> [Do this] Can you give back the data from its first line up to and including the line with "182 24 L 184", switching "animal print artwork" to "leopard print artwork" and leaving everything else unchanged?

— Start of Extracted entries —

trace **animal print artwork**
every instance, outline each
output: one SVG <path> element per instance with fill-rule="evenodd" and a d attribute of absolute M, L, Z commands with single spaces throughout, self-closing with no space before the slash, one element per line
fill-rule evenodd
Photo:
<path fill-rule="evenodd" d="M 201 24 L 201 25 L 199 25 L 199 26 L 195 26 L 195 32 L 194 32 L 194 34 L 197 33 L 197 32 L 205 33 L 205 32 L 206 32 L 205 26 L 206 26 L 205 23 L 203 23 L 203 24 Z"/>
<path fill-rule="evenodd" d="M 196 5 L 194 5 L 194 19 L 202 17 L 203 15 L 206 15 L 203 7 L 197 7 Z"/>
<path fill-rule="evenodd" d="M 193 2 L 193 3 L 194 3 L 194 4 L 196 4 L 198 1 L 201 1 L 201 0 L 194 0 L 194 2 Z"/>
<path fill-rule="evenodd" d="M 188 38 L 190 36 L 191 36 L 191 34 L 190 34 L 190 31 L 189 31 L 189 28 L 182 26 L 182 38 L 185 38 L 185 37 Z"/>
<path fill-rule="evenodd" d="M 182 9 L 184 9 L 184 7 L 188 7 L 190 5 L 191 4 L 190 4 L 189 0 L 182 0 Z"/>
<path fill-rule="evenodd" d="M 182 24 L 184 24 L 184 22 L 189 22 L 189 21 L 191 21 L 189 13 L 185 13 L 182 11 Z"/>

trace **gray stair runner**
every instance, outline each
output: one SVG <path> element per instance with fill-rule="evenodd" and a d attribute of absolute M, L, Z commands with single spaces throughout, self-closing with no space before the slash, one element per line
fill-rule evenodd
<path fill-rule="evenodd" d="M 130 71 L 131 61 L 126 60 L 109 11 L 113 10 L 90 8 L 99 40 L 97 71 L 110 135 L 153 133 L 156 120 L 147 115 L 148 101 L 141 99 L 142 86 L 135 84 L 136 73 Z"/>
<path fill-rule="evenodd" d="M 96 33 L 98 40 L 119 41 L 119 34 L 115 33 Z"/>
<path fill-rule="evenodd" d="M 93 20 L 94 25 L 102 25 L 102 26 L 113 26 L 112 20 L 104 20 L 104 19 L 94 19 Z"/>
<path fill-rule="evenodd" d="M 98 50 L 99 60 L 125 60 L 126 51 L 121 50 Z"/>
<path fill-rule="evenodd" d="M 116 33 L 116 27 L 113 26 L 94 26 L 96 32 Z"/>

— End of Extracted entries —

> [Output for this exercise]
trace **leopard print artwork**
every instance, outline each
output: one SVG <path> element per instance with fill-rule="evenodd" and a d attribute of absolute M, L, Z commands with single spaces throughout, self-closing with no space before the slash, one element per line
fill-rule evenodd
Photo:
<path fill-rule="evenodd" d="M 201 24 L 201 25 L 199 25 L 199 26 L 195 26 L 195 32 L 194 32 L 194 34 L 197 33 L 197 32 L 205 33 L 205 32 L 206 32 L 205 26 L 206 26 L 205 23 L 203 23 L 203 24 Z"/>
<path fill-rule="evenodd" d="M 196 5 L 194 5 L 194 19 L 202 17 L 203 15 L 206 15 L 203 7 L 197 7 Z"/>
<path fill-rule="evenodd" d="M 193 2 L 193 3 L 194 3 L 194 4 L 196 4 L 198 1 L 201 1 L 201 0 L 194 0 L 194 2 Z"/>
<path fill-rule="evenodd" d="M 188 38 L 190 36 L 191 36 L 191 34 L 190 34 L 190 31 L 189 31 L 189 28 L 182 26 L 182 38 L 185 38 L 185 37 Z"/>
<path fill-rule="evenodd" d="M 182 9 L 184 9 L 184 7 L 188 7 L 190 5 L 191 4 L 190 4 L 189 0 L 182 0 Z"/>
<path fill-rule="evenodd" d="M 182 24 L 184 24 L 184 22 L 189 22 L 189 21 L 191 21 L 189 13 L 185 13 L 182 11 Z"/>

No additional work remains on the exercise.